→ DOKUMEN SUMBER
□ □ □ □ □ □ □

Penyakit Gondongan Sering Disamakan Sakit Gondok

Penyakit gondongan sering disamakan dengan sakit gondok, padahal keduanya berbeda. Gondongen adalah penyakit menular akibat serangan paramyxovirus. Virus tersebut menyerang kelenjar ludah (parotis) yang terletak di leher bagian atas, antara telinga dan rahang.

Sedangkan penyakit gondok ditandai dengan pembengkakan kelenjar tiroid. Penyebabnya bisa autoimun.

”Kelenjar tiroid terletak di leher depan bagian tengah. Bagian itu pula yang mengalami pembengkakan,” kata dr Mukti Arja Berlian SpPD. Tentu itu sama sekali beda dengan gondongen. ”Jadi, pembengkakan tampak di leher samping, bukan di leher tengah seperti tiroid,” paparnya.

Penyakit Gondongan

Dilihat dari penyebabnya, menurut dr Mukti Arja Berlian SpPD, gondongen jelas terjadi karena infeksi virus. Penyebarannya melalui percikan ludah ketika penderita batuk, bersin, atau bicara. Bisa juga disebabkan bersentuhan langsung dengan benda-benda yang sudah terkontaminasi ludah penderita. Baca juga anak-anak rawan infeksi telinga.

□ □ □ □ □ □ □

→ TUGAS WAJIB
a: Salin bagian teks tentang penyakit gondongan tanpa mengubah apa pun, mulai dari "Sedangkan penyakit gondok" dan berakhir pada "rawan infeksi telinga.".
b: Tuliskan lanjutan teks tentang penyakit gondongan, dimulai setelah kalimat terakhir yang tercantum.

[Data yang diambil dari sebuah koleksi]
□ □ □ □ □ □ □

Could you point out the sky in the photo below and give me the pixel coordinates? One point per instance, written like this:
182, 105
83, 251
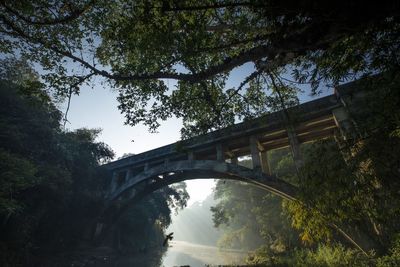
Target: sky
98, 108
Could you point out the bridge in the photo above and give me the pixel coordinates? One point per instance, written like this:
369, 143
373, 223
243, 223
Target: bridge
215, 154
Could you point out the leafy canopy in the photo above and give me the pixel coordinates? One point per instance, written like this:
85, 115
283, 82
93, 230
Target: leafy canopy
139, 46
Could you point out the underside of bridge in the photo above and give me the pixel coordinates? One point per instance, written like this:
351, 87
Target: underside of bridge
215, 155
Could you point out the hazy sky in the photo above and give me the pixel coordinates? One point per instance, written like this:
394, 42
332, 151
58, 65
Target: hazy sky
97, 108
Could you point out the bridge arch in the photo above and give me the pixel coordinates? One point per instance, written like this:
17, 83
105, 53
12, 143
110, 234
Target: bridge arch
178, 171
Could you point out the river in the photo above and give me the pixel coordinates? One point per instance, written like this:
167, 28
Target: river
185, 253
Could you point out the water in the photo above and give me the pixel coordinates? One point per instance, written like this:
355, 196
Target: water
185, 253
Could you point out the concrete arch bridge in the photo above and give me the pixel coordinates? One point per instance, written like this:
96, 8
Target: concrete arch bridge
215, 154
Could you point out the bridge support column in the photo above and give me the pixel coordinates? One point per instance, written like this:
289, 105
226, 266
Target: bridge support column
127, 175
191, 156
295, 147
114, 181
344, 123
234, 160
264, 162
255, 153
220, 153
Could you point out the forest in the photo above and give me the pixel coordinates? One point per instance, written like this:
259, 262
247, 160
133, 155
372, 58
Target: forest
52, 185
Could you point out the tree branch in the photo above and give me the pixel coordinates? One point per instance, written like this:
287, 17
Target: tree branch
75, 13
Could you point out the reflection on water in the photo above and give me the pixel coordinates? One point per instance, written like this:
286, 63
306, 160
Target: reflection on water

□ □ □ □ □ □ □

→ JAWABAN TIAP NOMOR
a:
Sedangkan penyakit gondok ditandai dengan pembengkakan kelenjar tiroid. Penyebabnya bisa autoimun.

”Kelenjar tiroid terletak di leher depan bagian tengah. Bagian itu pula yang mengalami pembengkakan,” kata dr Mukti Arja Berlian SpPD. Tentu itu sama sekali beda dengan gondongen. ”Jadi, pembengkakan tampak di leher samping, bukan di leher tengah seperti tiroid,” paparnya.

Penyakit Gondongan

Dilihat dari penyebabnya, menurut dr Mukti Arja Berlian SpPD, gondongen jelas terjadi karena infeksi virus. Penyebarannya melalui percikan ludah ketika penderita batuk, bersin, atau bicara. Bisa juga disebabkan bersentuhan langsung dengan benda-benda yang sudah terkontaminasi ludah penderita. Baca juga anak-anak rawan infeksi telinga.

b:
Penyakit itu banyak dialami anak-anak usia 2–12 tahun. Juga, jarang terjadi pada anak yang berusia kurang dari dua tahun. ”Jika seseorang pernah gondongen, dia akan memiliki kekebalan seumur hidup,” tegas Kepala RSAU dr Soemitro, Surabaya, itu.

Sebagaimana serangan virus lain, gejala gondongen adalah demam, sakit kepala, nyeri otot, dan nyeri rahang, terutama ketika mengunyah. Mukti mengatakan, pembengkakan biasanya berlangsung tiga hari. Setelah itu, sedikit demi sedikit bengkak hilang.

Lain dengan gondok, yang bengkaknya tahan lama, bahkan cenderung bertambah besar. Namun, kondisi itu tanpa disertai nyeri ataupun demam. Bila termasuk hipertiroid, bisa diiringi irama jantung tak beraturan dan tremor.

”Meski termasuk self limiting disease, gondongen jangan diabaikan. Lebih baik berobat ke dokter. Sebab, ada bahaya komplikasi,” terang dokter yang berpangkat kapten kesehatan tersebut. Komplikasi parotitis adalah peradangan pada buah zakar (orchitis).

Mekanismenya, menurut Mukti, penyakit menyebar melalui aliran darah. ”Setelah sembuh, testis yang terkena mungkin akan menciut. Jarang terjadi kerusakan testis permanen hingga kemandulan,” paparnya.

Komplikasi lain adalah ensefalitis (radang otak) serta meningitis (radang selaput otak). Gejalanya, sakit kepala, kaku kuduk, mengantuk, koma, ataupun kejang. ”Sebanyak 5 hingga 10 persen komplikasi gondongen adalah meningitis,” ujar dokter yang menempuh pendidikan spesialis di FK Unair/RSUD dr Soetomo itu. Yang melegakan, parotitis pada anak biasanya tanpa komplikasi.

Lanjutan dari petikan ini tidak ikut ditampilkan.